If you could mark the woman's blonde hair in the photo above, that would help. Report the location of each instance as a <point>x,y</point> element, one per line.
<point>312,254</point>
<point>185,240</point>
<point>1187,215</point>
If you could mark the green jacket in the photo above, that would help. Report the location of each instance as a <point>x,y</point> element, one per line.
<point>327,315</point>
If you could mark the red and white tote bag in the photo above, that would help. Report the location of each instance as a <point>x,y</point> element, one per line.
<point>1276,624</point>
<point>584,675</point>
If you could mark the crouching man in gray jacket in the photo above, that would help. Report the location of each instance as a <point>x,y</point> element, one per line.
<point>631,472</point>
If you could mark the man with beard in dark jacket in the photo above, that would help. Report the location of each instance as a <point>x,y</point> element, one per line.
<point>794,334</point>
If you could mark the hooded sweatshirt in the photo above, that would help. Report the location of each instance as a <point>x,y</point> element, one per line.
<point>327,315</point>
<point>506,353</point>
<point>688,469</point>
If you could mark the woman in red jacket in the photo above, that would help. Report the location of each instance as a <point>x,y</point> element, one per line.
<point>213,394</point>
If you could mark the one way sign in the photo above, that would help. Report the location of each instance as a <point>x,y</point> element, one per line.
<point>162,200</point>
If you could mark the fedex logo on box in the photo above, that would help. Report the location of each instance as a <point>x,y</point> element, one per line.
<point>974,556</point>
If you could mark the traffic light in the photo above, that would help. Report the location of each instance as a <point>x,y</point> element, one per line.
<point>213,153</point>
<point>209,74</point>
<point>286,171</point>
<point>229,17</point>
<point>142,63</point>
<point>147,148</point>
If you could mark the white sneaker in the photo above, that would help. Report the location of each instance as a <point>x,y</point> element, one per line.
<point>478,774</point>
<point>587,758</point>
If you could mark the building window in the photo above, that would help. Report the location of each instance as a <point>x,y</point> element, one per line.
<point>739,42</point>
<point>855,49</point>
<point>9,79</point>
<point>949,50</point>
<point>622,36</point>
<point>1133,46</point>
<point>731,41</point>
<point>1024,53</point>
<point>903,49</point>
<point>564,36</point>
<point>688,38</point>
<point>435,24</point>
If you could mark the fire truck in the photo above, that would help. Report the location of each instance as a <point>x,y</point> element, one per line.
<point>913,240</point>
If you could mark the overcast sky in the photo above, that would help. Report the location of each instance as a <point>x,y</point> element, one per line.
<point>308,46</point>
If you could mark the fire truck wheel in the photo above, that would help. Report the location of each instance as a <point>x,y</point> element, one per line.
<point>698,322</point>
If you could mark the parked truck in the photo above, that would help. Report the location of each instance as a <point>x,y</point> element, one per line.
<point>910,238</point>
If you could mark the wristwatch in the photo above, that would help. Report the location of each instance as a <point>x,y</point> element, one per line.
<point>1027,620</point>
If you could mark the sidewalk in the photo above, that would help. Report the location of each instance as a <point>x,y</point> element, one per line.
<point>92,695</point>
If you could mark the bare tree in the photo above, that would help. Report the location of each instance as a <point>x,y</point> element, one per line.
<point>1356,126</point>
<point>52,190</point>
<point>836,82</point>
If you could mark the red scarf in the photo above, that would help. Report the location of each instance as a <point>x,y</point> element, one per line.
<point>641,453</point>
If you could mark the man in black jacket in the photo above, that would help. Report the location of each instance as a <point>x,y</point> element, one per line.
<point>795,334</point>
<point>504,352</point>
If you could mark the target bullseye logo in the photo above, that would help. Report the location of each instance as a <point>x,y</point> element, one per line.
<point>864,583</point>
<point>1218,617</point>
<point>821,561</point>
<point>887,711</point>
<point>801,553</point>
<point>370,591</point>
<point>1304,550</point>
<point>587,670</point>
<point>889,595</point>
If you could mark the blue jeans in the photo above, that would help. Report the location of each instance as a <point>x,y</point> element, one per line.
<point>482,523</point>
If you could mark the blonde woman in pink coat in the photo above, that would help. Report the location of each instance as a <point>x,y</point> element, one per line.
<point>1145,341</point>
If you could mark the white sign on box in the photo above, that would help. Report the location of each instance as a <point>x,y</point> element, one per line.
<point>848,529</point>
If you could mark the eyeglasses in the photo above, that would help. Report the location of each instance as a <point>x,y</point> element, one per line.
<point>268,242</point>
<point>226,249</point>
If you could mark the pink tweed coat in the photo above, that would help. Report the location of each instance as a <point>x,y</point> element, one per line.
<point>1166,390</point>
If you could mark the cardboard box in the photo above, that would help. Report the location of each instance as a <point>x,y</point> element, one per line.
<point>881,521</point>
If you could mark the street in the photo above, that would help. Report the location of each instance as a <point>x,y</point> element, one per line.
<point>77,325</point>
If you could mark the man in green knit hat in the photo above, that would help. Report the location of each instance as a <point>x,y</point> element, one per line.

_____

**Task instructions**
Copy all of the records above, character for character.

**Answer below**
If you could mark the woman's blonde hair in the photo above, that would help. Report the location of each instance as a <point>x,y</point> element, one per line.
<point>312,254</point>
<point>185,240</point>
<point>1187,215</point>
If you could mark the green jacket in the photo above, that would help. Report the location of each instance as a <point>x,y</point> element, one per line.
<point>327,315</point>
If you could mark the red and white tote bag in the photo above, that would help. Report the location of each instance as a <point>x,y</point> element, one per line.
<point>1276,624</point>
<point>584,675</point>
If you could mark the crouching man in gray jacket in the photo above, that would help. Report the location of each instance as a <point>x,y</point> element, one per line.
<point>631,472</point>
If you could mark the man with beard in dark jacket in the photo above, that would help. Report the location of each instance as a <point>x,y</point> element, one per line.
<point>794,334</point>
If you could mark the hooded sweatshirt in the photo above, that would help. Report the location of each instance as a <point>x,y</point> element, one per line.
<point>327,315</point>
<point>506,353</point>
<point>688,469</point>
If you could mark the woman in red jacket in the photo above, that would help. Report the location of each instance as a <point>x,y</point> element, one per line.
<point>213,394</point>
If you could mark the one way sign in the photo above, that would help. Report the location of each instance as a <point>x,y</point> element, one per line.
<point>162,200</point>
If you could mark the fedex logo on box in the photo above, that would help. Report the location of each instance as a <point>x,y</point> element, one per line.
<point>974,556</point>
If you could mark the traffic light in the photo above, that would help. Report the location of each instance as a <point>x,y</point> element, one per line.
<point>213,153</point>
<point>209,74</point>
<point>286,171</point>
<point>229,17</point>
<point>142,63</point>
<point>147,148</point>
If you could mark the white sneaker in the photo above, that would help. Report the location of each instance as a <point>x,y</point> element, one per line.
<point>478,774</point>
<point>587,758</point>
If you could mark the building window in the photo above, that would help. Report the location of each instance as a <point>x,y</point> element, one per line.
<point>739,42</point>
<point>855,49</point>
<point>9,79</point>
<point>949,50</point>
<point>622,36</point>
<point>1133,46</point>
<point>731,41</point>
<point>1024,53</point>
<point>903,49</point>
<point>564,36</point>
<point>688,38</point>
<point>435,24</point>
If you could mark the fire truck in the photo above, that would help. Report the location of each instance as a <point>x,y</point> element, one per line.
<point>913,240</point>
If you could mark the overcast sky in the photo above, that would help. Report the location of each instance as a <point>x,y</point> element, one per line.
<point>308,46</point>
If you could mark the fire truck wheel in the photo above, that would help. Report the location of each instance as a <point>x,y</point> element, one per line.
<point>698,322</point>
If you could mark the parked truck in the photo above, that would help. Report the location of each instance as a <point>x,y</point> element, one per line.
<point>910,238</point>
If you could mark the wristwatch in the photo above, that would help. Report the location of each instance as a <point>x,y</point> element, one per line.
<point>1027,620</point>
If you could mark the sidewalk in the photo above, that would help. Report the location of each instance as a <point>x,y</point> element, one per line.
<point>92,695</point>
If you could mark the bare tree in the photo above, that would help. Report the location of each instance as a <point>x,y</point> element, one per line.
<point>1356,126</point>
<point>52,190</point>
<point>836,82</point>
If you could mark the red scarf in the photo above, that would help. Report the location of each instance as a <point>x,y</point> element, one per line.
<point>641,453</point>
If you could mark the man in black jacket in the photo above, that would help. Report the location of each instance as a <point>x,y</point> element, one per line.
<point>795,334</point>
<point>504,352</point>
If you could mark the target bullseye logo in the photo above, that would help. Report the location of each instance as a <point>x,y</point> element, one per line.
<point>864,583</point>
<point>1218,617</point>
<point>821,561</point>
<point>887,711</point>
<point>801,553</point>
<point>370,591</point>
<point>1304,550</point>
<point>587,670</point>
<point>889,595</point>
If you could mark the blue jeans in the photo above, that would help. Report the location of each instance as a <point>x,y</point> element, one per line.
<point>482,523</point>
If you could mark the blonde woman in pink coat in the photo above, that would help. Report the location of each instance as a <point>x,y</point> element, one per line.
<point>1145,341</point>
If you could mark the white sign on box in the photo above, that would help. Report the location of each instance as a <point>x,y</point> element, one per line.
<point>848,529</point>
If you could mark the eyeglasses in the photo above, that would help. Report the location of each instance as a <point>x,y</point> element, one per line.
<point>268,242</point>
<point>226,249</point>
If you could mark the pink tweed coat in the photo above, that would help. Report the location of each instance as a <point>x,y</point> element, one per line.
<point>1166,390</point>
If you could mark the cardboard box in the photo above, that would help. Report the location of each instance as a <point>x,y</point> element, one per line.
<point>881,521</point>
If you could mark the street in the photo above, that would help. Report the location of each instance as a <point>x,y</point> element, one per line.
<point>77,325</point>
If you could mark the man in green knit hat in the photo above, that would help. Report the location of each instance as a <point>x,y</point> element, one per line.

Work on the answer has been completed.